Indeks Harga Grosir Naik 0,08 Persen pada September

Komoditas yang mengalami kenaikan harga pada September 2018 antara lain batu bara, rokok kretek, plastik dan barang dari plastik impor.

oleh Ilyas Istianur Praditya diperbarui 01 Okt 2018, 16:45 WIB
Diterbitkan 01 Okt 2018, 16:45 WIB
Ilustrasi supermarket (iStock)
Ilustrasi supermarket (iStock)

Liputan6.com, Jakarta - Indeks Harga Perdagangan Besar (IHPB) umum nonmigas atau indeks harga grosir atau agen pada September naik sebesar 0,08 persen terhadap bulan sebelumnya.

Kenaikan IHPB tertinggi terjadi pada Sektor Pertambangan dan Penggalian sebesar 0,96 persen.  Kepala Badan Pusat Statistik (BPS), Suhariyanto, mengatakan beberapa komoditas yang mengalami kenaikan harga pada September 2018 antara lain batu bara, rokok kretek, plastik dan barang dari plastik impor, dan kertas serta karton ekspor. 

"Catatan memang ada beberapa komoditas yang mengalami kenaikan harga di level grosir," ujar Suhariyanto  saat memberi keterangan pers di Kantor BPS Pusat, Jakarta, Senin (1/10/2018).

---*---

Tugas yang diberikan 1: Menurut berita tentang indeks harga grosir, sektor apa yang mencatat kenaikan IHPB tertinggi?
Teks dan rekaman tidak saling berkaitan.

Rekaman dataset penunjukan
---*---

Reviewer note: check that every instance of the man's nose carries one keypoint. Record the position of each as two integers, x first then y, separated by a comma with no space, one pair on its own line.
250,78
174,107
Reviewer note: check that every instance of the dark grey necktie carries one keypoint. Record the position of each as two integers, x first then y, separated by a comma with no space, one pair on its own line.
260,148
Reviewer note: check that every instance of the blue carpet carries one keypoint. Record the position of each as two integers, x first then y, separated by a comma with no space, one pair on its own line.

---*---

Tugas yang diberikan 2: Salin ulang baris-baris dalam rekaman, mulai dari baris yang memuat "Reviewer note: check that every instance of the dark" hingga akhir rekaman, termasuk kedua ujungnya.

Jawaban lengkap 1: Sektor Pertambangan dan Penggalian, sebesar 0,96 persen.

Jawaban lengkap 2:
Reviewer note: check that every instance of the dark grey necktie carries one keypoint. Record the position of each as two integers, x first then y, separated by a comma with no space, one pair on its own line.
260,148
Reviewer note: check that every instance of the blue carpet carries one keypoint. Record the position of each as two integers, x first then y, separated by a comma with no space, one pair on its own line.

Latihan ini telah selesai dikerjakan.